··· Dataset entries

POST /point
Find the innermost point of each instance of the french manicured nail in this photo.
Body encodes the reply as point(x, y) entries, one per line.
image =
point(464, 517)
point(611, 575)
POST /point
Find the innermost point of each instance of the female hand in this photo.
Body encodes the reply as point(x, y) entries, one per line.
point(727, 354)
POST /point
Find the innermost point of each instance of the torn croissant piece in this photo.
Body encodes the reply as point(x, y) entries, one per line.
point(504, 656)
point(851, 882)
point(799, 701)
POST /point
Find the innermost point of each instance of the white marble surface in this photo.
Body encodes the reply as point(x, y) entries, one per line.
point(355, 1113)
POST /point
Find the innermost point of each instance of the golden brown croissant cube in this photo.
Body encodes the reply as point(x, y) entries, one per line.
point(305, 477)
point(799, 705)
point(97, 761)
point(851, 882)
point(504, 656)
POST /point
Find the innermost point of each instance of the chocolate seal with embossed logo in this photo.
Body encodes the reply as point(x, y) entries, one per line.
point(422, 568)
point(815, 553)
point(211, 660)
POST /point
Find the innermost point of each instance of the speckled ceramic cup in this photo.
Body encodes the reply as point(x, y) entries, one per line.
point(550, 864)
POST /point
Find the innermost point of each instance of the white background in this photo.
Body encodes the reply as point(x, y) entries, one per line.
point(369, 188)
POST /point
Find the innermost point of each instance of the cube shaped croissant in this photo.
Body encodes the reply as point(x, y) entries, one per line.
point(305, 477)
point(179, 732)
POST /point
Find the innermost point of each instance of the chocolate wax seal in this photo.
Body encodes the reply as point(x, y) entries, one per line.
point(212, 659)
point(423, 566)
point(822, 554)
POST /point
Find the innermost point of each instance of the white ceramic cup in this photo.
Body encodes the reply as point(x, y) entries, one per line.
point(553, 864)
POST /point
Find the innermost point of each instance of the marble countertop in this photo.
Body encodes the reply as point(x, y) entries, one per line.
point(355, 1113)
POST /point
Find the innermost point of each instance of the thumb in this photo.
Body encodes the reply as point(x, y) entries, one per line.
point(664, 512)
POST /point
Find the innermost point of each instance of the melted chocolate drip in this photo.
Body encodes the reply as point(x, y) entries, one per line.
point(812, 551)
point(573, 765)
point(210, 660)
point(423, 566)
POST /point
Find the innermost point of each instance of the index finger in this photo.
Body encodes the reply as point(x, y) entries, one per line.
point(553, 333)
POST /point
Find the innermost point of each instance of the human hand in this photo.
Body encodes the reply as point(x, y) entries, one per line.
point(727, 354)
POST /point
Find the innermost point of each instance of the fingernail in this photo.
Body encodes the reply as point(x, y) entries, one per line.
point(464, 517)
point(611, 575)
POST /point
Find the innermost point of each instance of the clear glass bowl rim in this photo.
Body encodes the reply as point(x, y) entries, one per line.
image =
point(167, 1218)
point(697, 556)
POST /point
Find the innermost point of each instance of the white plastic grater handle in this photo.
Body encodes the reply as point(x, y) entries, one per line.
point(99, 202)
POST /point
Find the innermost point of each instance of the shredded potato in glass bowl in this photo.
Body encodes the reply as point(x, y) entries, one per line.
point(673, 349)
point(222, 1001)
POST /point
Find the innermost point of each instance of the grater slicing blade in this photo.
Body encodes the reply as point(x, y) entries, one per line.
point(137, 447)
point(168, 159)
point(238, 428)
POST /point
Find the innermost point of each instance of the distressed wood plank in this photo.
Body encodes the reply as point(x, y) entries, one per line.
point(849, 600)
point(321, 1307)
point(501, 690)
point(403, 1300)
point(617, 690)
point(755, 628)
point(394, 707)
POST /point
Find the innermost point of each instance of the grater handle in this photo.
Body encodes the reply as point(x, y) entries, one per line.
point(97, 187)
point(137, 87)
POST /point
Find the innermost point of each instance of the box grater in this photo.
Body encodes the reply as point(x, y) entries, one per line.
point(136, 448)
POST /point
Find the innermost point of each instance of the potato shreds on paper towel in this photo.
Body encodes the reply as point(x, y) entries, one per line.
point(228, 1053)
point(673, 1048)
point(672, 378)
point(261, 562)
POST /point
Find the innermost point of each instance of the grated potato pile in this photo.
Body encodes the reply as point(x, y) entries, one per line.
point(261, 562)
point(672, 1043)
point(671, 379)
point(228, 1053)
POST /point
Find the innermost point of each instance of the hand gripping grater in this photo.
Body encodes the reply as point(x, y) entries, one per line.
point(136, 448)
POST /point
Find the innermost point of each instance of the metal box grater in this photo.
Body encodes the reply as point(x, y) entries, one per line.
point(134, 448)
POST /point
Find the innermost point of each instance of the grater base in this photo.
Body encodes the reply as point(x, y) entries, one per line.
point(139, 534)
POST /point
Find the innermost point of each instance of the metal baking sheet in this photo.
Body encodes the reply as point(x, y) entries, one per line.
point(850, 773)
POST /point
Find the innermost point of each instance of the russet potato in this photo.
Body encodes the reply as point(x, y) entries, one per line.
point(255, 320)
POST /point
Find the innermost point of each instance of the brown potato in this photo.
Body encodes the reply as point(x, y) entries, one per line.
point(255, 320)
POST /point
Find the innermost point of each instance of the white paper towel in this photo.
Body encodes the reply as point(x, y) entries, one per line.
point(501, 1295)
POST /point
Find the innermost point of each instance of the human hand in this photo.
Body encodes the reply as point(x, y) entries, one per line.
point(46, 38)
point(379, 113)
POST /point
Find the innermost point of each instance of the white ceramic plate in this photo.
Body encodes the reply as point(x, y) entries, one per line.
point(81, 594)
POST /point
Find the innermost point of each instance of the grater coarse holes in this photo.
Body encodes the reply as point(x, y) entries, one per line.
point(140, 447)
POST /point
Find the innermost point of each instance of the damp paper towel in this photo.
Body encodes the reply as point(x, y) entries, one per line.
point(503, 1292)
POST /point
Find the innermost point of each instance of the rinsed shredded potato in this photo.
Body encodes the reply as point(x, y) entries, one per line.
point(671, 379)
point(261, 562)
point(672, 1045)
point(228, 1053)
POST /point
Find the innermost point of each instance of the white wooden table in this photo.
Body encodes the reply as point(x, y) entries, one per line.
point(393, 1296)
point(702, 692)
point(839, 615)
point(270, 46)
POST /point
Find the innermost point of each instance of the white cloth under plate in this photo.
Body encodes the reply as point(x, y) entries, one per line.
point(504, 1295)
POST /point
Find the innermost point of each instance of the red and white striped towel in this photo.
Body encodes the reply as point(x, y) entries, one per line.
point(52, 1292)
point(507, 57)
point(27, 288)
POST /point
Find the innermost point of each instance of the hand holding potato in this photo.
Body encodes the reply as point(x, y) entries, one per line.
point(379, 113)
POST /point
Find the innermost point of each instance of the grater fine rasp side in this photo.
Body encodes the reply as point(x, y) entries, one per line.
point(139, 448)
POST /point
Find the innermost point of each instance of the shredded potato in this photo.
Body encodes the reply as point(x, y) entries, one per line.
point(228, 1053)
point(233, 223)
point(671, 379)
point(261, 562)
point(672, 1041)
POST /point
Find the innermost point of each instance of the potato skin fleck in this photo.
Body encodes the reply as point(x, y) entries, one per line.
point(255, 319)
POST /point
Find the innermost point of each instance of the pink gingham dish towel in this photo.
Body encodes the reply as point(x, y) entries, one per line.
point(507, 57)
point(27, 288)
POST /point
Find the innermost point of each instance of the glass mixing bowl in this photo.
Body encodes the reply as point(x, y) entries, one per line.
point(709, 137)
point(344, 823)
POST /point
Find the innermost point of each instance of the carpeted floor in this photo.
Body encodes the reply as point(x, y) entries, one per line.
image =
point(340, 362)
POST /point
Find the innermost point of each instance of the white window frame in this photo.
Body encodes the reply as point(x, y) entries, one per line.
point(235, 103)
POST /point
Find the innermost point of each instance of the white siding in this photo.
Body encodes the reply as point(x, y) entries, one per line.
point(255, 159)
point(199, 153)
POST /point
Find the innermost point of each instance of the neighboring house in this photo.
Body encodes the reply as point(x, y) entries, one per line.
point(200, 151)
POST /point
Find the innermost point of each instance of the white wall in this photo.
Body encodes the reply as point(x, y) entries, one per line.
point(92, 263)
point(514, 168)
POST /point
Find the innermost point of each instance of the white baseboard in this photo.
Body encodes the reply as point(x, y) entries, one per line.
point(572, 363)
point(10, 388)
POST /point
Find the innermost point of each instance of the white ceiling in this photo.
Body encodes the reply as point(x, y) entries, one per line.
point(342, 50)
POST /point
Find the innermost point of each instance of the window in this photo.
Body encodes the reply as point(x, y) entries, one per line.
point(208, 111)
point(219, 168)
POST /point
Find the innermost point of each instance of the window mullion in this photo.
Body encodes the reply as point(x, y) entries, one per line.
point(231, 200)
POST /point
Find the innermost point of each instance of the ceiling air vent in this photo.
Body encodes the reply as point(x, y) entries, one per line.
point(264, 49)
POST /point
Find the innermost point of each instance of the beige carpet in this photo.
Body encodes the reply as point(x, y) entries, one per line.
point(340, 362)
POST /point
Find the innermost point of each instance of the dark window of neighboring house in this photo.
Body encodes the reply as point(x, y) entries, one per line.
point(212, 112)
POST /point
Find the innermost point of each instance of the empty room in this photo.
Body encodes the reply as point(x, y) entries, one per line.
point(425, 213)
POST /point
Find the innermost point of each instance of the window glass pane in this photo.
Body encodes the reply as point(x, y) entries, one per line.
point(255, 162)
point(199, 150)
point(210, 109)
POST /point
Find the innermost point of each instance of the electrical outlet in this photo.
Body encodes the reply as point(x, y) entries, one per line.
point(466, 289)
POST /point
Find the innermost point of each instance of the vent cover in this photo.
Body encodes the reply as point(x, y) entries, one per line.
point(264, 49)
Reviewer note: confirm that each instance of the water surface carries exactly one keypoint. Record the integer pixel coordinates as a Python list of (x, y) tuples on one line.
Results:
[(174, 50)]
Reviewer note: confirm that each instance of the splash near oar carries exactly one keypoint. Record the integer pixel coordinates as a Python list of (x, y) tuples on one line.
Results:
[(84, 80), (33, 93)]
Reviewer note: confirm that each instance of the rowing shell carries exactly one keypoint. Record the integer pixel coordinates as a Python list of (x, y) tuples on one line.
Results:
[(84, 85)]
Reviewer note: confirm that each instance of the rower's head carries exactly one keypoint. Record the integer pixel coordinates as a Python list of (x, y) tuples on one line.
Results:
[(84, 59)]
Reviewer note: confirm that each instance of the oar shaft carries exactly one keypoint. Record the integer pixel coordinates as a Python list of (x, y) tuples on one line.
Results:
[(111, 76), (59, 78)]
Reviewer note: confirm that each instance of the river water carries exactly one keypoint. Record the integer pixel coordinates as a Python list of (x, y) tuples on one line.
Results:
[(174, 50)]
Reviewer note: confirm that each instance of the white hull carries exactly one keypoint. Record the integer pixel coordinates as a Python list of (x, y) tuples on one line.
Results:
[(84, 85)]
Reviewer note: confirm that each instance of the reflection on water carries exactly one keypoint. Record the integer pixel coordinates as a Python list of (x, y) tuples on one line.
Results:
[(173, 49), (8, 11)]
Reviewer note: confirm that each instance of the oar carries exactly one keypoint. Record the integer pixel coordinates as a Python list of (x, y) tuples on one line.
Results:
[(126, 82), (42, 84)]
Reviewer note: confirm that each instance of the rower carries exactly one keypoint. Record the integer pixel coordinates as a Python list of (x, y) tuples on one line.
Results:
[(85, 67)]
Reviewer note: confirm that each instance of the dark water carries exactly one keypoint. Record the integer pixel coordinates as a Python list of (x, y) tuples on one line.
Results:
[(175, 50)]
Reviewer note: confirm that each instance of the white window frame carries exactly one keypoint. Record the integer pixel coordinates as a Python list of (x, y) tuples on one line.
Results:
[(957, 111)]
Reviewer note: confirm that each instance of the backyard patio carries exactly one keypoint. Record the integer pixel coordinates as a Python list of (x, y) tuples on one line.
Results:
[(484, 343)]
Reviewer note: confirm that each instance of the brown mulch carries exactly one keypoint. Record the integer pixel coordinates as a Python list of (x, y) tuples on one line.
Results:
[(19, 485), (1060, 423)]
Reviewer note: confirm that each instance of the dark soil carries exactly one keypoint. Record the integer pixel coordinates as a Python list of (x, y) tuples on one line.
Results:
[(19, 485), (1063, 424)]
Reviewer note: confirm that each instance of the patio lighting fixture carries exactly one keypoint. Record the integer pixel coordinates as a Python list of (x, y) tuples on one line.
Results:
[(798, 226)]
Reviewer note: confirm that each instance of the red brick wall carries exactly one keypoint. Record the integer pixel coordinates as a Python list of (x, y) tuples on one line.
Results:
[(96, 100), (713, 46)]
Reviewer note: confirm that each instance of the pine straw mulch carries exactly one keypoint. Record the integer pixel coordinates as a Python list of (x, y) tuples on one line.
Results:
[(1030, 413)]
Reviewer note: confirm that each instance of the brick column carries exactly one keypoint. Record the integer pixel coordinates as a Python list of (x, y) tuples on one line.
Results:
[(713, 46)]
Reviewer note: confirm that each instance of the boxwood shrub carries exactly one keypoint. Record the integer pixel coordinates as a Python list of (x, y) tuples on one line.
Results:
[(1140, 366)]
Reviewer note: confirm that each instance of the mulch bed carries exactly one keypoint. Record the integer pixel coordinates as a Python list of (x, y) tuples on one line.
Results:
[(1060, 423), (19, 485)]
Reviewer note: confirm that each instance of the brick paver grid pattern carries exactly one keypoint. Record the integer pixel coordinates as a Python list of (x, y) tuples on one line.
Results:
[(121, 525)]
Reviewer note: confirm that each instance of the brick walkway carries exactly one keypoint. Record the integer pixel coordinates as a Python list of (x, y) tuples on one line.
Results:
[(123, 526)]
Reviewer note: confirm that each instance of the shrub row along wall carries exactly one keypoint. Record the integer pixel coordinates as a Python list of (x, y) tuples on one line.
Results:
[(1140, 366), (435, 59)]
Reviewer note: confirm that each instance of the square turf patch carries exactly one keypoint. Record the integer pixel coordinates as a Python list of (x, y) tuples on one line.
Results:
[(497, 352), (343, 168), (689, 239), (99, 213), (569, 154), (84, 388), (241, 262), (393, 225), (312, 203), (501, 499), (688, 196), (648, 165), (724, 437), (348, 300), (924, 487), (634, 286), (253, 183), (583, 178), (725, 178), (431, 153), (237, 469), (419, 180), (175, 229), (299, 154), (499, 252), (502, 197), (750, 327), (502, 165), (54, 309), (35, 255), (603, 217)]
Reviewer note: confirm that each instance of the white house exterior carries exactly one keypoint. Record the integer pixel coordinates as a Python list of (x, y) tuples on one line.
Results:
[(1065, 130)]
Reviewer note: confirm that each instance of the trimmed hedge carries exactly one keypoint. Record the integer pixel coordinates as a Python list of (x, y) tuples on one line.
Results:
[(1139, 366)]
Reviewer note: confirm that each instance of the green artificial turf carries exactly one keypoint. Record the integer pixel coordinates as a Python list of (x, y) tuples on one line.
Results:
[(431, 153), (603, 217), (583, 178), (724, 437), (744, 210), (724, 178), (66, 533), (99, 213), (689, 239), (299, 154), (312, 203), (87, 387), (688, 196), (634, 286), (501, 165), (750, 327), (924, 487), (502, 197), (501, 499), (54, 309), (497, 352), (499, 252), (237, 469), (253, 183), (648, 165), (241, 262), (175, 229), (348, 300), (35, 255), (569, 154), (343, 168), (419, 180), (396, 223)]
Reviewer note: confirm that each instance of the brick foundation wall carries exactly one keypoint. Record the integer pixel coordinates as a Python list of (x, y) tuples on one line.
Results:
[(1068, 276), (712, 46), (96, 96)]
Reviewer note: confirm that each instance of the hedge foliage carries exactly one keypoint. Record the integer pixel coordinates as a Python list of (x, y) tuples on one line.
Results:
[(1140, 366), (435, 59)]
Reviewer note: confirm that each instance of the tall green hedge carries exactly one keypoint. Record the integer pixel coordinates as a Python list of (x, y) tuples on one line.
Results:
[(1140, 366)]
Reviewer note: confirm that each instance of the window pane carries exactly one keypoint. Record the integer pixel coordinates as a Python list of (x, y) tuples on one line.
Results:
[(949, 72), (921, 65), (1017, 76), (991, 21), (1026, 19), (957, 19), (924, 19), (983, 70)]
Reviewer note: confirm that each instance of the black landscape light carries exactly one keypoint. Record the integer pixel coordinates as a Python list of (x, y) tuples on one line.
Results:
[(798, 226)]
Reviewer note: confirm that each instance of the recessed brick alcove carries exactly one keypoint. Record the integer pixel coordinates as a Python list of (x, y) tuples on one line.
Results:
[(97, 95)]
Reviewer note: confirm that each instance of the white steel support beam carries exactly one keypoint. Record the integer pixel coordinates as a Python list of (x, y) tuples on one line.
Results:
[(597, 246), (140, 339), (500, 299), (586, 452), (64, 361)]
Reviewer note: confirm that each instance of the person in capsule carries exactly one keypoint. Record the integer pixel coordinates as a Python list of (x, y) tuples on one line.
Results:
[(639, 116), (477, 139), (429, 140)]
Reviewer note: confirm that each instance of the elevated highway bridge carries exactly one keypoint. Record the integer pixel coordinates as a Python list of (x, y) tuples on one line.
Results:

······

If a line contains the string "window", include it in the tally; report the final tally for the whole listing and nothing else.

7